GIVEN PROBLEM
Copy the records below exactly, from the line containing "Point to the sofa" through the last line, and leave out every picture.

RECORDS FOR THIS TASK

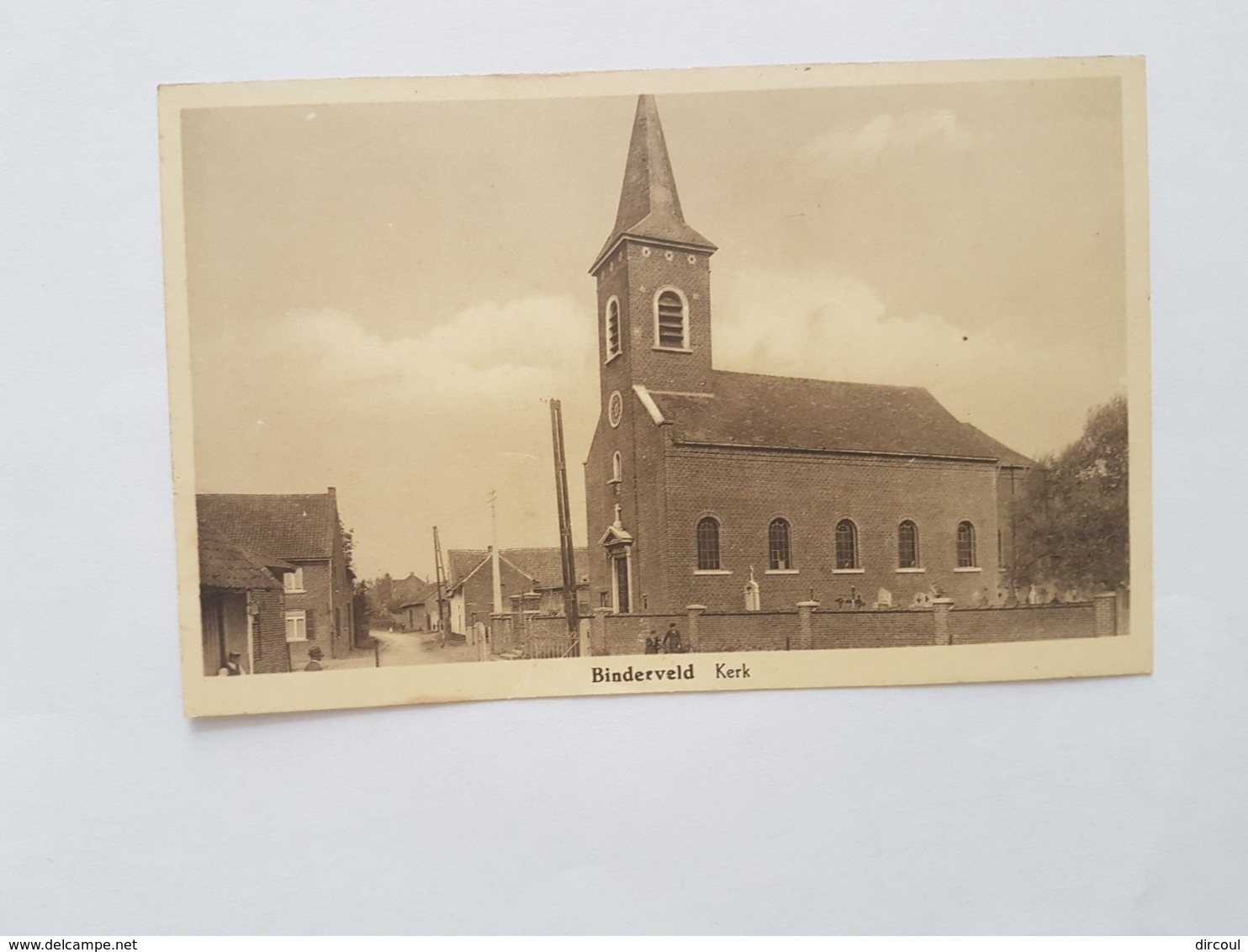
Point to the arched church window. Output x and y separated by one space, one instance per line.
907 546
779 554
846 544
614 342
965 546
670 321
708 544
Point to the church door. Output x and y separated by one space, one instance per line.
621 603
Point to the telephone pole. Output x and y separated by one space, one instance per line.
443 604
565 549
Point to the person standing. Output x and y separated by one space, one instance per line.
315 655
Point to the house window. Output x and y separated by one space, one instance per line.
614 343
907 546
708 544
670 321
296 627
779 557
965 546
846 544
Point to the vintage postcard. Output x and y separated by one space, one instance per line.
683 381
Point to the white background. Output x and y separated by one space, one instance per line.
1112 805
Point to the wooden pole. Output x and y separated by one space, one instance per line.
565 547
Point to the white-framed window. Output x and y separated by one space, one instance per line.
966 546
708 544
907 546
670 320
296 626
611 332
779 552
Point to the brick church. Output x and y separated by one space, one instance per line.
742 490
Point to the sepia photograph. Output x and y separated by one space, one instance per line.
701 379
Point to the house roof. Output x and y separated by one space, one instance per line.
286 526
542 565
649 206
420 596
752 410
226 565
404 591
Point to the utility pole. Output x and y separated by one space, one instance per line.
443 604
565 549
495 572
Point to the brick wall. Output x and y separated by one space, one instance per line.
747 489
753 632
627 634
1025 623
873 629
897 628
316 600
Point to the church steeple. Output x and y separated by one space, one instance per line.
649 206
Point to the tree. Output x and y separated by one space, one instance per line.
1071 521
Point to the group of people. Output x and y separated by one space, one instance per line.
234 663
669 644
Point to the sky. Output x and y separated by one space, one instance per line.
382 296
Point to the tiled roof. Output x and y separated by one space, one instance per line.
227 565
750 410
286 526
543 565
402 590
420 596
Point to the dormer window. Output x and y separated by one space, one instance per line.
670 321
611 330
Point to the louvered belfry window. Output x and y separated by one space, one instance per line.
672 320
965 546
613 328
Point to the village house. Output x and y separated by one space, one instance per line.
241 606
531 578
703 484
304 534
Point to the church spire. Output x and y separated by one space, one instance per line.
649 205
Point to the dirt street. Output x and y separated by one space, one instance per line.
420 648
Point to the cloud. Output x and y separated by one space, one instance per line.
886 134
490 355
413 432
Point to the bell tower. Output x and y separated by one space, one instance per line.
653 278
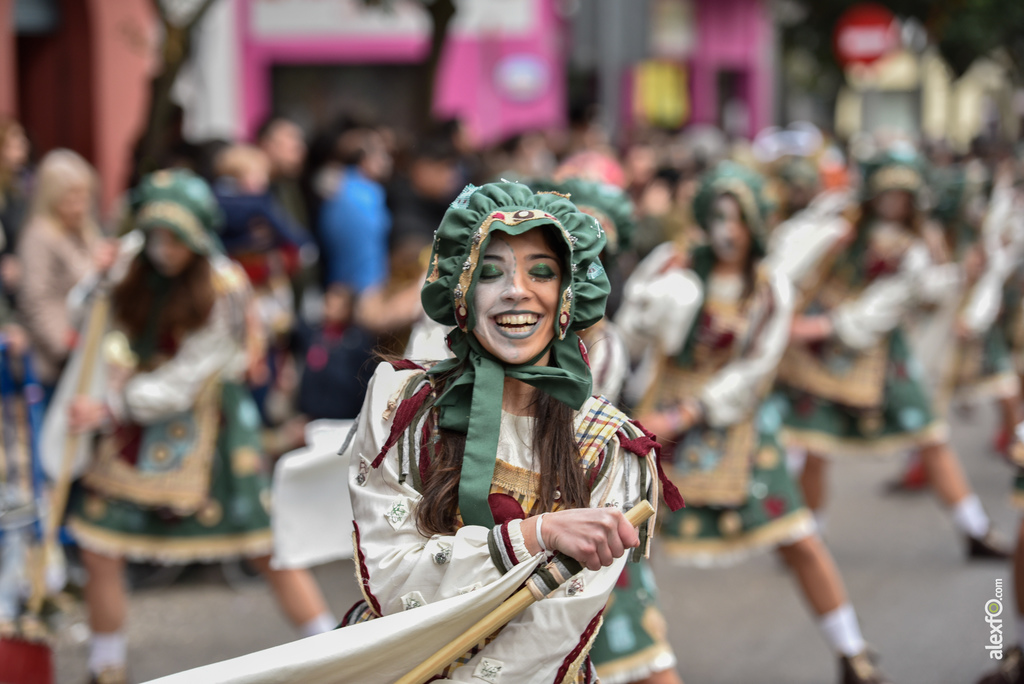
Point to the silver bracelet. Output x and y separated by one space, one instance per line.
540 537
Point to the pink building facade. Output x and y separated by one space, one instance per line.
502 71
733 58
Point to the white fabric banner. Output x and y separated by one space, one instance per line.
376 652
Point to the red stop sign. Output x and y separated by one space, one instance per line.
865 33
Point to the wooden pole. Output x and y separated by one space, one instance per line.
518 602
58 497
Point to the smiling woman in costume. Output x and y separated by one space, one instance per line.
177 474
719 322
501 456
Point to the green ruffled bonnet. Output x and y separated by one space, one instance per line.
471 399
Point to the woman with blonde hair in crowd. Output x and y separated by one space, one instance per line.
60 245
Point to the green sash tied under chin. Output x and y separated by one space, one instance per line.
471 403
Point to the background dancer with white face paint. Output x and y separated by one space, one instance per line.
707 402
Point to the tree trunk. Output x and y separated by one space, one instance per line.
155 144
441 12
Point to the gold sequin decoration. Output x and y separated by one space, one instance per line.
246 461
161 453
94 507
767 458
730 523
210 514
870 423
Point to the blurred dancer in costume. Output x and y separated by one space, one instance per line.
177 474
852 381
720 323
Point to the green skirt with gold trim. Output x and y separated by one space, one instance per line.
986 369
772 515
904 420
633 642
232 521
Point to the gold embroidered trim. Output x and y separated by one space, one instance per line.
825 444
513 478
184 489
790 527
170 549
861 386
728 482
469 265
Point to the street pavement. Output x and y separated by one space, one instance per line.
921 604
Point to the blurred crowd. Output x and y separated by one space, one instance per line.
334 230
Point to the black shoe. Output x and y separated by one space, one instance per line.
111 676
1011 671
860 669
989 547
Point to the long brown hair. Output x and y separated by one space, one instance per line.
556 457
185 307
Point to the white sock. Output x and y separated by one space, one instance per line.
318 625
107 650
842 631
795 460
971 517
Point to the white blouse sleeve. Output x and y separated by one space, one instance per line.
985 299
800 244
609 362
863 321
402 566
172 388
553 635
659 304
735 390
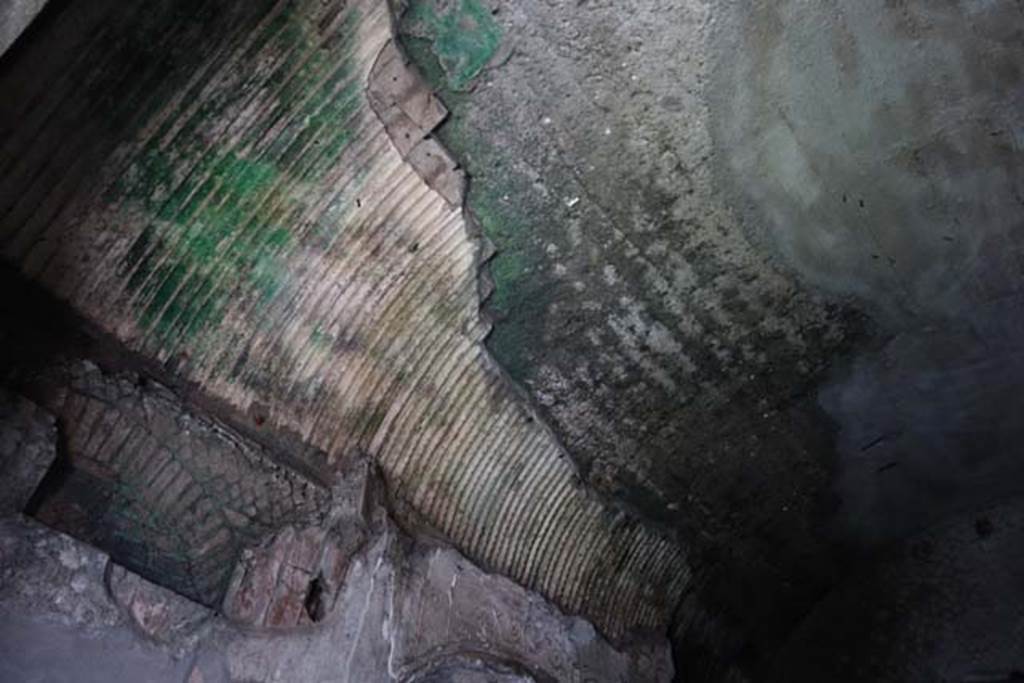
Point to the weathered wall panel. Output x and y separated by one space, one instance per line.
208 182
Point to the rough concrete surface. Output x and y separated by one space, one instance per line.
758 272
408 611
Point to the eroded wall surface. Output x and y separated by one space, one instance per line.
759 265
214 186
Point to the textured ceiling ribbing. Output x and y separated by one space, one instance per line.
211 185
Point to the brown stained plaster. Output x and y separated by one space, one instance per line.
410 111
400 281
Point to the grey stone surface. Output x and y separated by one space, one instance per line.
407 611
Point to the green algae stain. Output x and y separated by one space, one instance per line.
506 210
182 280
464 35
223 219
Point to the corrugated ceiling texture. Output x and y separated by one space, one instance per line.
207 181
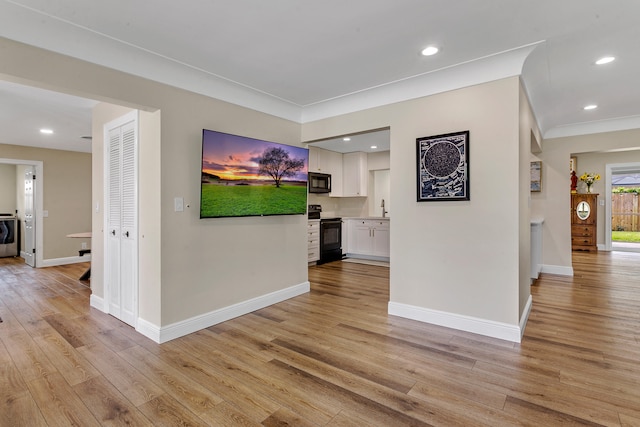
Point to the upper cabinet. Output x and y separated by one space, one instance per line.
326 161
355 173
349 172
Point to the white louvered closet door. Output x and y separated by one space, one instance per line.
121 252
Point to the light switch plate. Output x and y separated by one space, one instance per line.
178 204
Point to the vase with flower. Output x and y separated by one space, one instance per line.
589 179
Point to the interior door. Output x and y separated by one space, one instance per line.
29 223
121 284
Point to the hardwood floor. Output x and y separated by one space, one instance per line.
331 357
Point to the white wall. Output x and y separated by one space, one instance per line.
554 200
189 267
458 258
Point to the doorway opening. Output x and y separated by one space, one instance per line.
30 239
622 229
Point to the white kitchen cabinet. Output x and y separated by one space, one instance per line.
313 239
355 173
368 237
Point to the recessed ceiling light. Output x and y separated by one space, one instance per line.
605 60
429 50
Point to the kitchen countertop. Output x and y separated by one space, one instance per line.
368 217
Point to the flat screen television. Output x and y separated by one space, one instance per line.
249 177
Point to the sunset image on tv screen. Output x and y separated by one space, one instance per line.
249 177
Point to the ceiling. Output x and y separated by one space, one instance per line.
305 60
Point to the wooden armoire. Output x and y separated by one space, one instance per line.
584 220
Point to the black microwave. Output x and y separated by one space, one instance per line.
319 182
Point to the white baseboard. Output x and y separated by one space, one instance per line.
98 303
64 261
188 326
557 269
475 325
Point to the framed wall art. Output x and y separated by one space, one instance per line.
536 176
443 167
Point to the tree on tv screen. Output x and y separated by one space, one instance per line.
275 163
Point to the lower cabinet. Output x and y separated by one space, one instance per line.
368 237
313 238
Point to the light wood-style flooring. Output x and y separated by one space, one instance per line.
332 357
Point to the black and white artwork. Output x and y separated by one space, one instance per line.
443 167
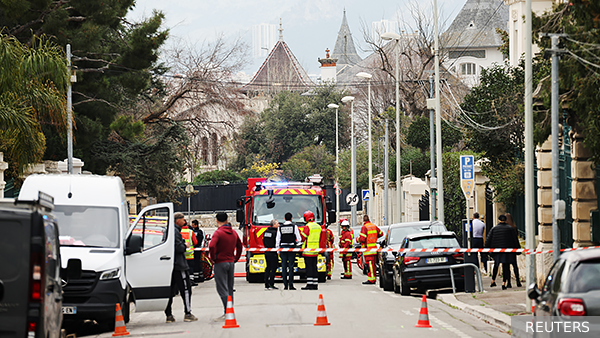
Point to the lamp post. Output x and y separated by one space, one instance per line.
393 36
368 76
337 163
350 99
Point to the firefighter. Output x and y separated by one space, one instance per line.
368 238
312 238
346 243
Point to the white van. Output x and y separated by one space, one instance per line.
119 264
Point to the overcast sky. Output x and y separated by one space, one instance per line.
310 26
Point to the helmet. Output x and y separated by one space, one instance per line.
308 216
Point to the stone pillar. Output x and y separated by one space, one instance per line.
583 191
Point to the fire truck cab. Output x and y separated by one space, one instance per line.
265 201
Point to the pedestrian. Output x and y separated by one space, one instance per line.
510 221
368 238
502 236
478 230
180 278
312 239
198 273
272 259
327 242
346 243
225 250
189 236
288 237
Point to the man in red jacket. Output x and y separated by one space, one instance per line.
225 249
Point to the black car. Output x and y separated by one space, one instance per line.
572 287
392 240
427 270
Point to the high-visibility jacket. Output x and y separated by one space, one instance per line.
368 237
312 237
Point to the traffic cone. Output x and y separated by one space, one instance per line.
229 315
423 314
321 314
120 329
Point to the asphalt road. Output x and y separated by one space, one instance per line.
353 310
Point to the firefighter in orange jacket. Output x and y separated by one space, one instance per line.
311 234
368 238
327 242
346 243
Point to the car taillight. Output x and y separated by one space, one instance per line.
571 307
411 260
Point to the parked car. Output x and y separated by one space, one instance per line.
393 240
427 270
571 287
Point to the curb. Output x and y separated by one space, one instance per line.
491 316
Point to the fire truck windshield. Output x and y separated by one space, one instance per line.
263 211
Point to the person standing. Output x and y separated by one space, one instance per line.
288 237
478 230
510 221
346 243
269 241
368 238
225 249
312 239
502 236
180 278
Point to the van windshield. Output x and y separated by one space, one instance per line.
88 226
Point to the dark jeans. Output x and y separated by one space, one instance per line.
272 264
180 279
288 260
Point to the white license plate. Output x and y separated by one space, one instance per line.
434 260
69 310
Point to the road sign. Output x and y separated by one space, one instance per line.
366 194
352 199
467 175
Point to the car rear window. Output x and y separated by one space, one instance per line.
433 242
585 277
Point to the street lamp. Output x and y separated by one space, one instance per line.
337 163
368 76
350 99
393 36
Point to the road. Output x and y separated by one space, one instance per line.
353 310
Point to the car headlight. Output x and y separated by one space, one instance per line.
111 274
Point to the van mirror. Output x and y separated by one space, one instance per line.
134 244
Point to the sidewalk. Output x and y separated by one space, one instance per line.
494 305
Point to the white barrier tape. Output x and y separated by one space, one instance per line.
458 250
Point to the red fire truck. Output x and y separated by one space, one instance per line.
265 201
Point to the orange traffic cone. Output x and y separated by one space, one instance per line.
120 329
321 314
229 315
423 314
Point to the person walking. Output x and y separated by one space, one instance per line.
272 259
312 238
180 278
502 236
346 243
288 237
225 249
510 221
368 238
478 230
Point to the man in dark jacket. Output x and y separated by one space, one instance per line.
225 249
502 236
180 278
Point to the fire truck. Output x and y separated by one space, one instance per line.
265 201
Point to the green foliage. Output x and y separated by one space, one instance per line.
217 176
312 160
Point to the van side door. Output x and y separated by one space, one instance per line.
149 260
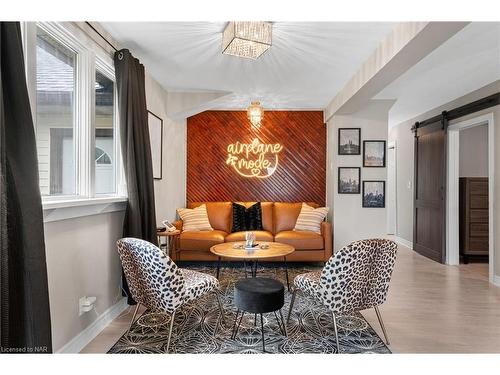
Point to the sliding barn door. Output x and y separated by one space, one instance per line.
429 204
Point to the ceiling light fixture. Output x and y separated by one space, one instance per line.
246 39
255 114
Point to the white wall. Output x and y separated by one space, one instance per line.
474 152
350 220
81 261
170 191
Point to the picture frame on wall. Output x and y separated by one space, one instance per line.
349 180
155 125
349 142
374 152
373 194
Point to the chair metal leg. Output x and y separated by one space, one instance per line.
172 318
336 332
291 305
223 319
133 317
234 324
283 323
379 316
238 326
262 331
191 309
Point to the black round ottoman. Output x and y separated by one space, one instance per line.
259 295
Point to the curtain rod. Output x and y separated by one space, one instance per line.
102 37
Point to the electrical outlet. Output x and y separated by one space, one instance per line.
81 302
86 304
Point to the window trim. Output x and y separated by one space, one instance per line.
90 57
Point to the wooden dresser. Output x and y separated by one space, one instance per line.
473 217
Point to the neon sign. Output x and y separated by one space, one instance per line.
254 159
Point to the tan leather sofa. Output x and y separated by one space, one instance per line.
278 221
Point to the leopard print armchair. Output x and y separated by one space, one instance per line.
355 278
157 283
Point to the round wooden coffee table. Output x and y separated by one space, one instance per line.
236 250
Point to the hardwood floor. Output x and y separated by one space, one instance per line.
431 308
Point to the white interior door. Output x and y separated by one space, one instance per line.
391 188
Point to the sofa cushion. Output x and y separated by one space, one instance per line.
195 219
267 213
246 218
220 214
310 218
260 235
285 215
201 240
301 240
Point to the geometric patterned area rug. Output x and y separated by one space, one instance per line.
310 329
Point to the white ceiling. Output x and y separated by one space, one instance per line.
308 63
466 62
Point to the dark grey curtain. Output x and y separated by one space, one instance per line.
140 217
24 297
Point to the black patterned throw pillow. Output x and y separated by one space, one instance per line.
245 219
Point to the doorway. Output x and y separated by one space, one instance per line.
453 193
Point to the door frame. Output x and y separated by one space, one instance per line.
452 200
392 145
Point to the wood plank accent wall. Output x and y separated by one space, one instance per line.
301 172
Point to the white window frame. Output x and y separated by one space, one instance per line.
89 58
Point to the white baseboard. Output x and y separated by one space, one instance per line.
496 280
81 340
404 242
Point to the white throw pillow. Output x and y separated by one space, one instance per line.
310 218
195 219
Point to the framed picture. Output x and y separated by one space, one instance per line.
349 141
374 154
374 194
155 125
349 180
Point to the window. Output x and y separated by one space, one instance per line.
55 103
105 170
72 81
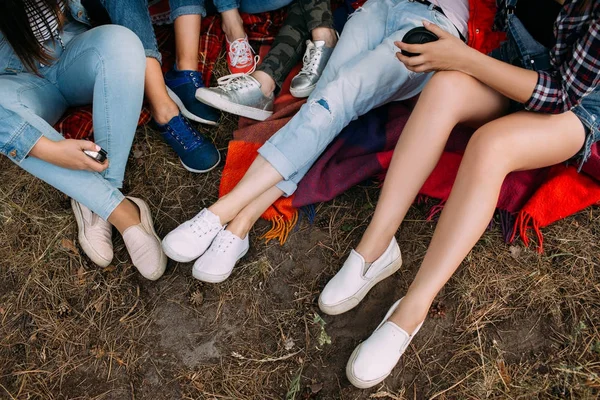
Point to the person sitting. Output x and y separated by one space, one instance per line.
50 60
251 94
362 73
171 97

SOLUTION TO THIS PROBLEM
Point to the sofa cushion. Output x and y separated by one space, one instance per line.
195 219
267 213
246 218
220 214
310 218
260 235
285 215
201 240
301 240
Point to the geometric patterned area rug. Output x and y separated by one space, one instance per line.
310 329
Point to the white ceiling. Output x and y separated by one space, one instance per line.
308 63
466 62
Point to the dark grey curtain. Output x and y separated by one space, one instance per line.
140 217
24 297
Point to the black patterned throw pillow. Output x and y separated by one space, one instance per line.
245 219
Point to the doorway. Output x and y separated by one space, one instance per line.
453 193
Point to the door frame. Output x and y separated by one space, one instance per line.
452 200
392 145
Point to the wood plank accent wall. Output x and y separated by one space, one instance per line.
301 172
Point to the white window frame. Output x and y separated by one space, one instance per line.
89 58
Point to the white baseboard. Output x and y separated by one space, one instance per line.
496 280
81 340
404 242
Point to the white throw pillow. Output x and y separated by one space, one instance per line.
310 218
195 219
Point to the framed picture. Output x and y separated by one space, one instance per line.
349 141
374 154
374 194
155 125
349 180
Point to the window. Output x and y separated by one space, one instance per line.
55 103
105 170
72 81
Point to the person sitting. Output x and y separated by one space, one instance per line.
50 60
251 94
362 73
171 97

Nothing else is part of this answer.